▶ **Set task**
Your task is to transcribe the records exactly, skipping every image.

▶ **Exercise materials**
★ ★ ★ ★ ★ ★ ★
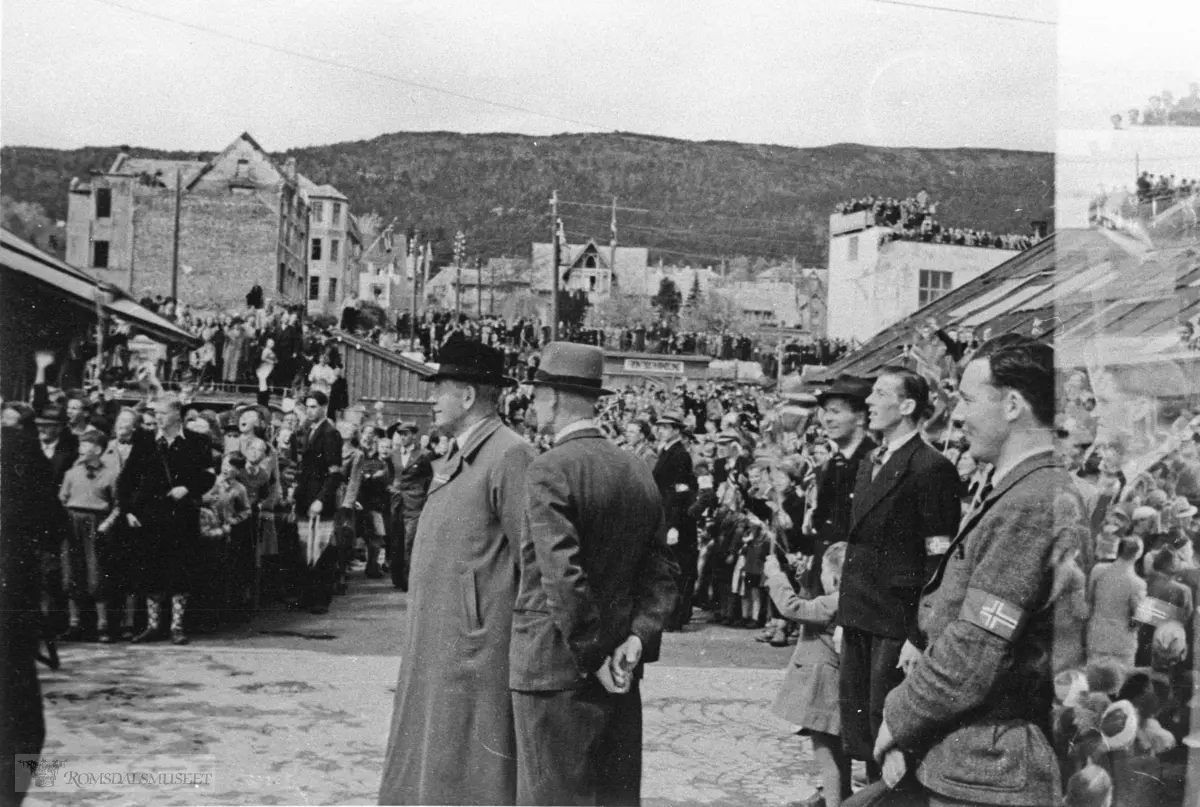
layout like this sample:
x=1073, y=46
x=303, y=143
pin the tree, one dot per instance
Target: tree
x=573, y=306
x=669, y=299
x=694, y=294
x=622, y=311
x=713, y=314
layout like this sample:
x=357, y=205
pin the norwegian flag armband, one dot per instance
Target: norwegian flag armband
x=994, y=614
x=937, y=545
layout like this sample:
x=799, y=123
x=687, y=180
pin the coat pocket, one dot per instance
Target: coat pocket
x=469, y=601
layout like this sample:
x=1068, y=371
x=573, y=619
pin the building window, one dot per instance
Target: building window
x=103, y=202
x=100, y=255
x=933, y=286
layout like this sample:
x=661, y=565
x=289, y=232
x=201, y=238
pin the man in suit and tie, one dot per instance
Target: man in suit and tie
★ ★ ★ ★ ★ ★ ★
▶ **Answer to this exercise**
layout like this sample:
x=1073, y=46
x=303, y=143
pin the tree, one dot per instance
Target: tree
x=573, y=306
x=669, y=299
x=694, y=294
x=622, y=311
x=713, y=314
layout like this sample:
x=357, y=205
pin the norwegian flag armband, one dot per instance
Target: norwegian flag armband
x=994, y=614
x=937, y=545
layout like this sample:
x=799, y=123
x=687, y=180
pin the coat pocket, one dot per instance
Target: coat pocket
x=469, y=601
layout like this sample:
x=1068, y=371
x=573, y=619
pin the building window, one dot per instance
Target: building window
x=103, y=202
x=100, y=255
x=933, y=286
layout like this sample:
x=661, y=565
x=289, y=232
x=201, y=238
pin the man in suit and tie, one dot per instance
Target: man in suit and tie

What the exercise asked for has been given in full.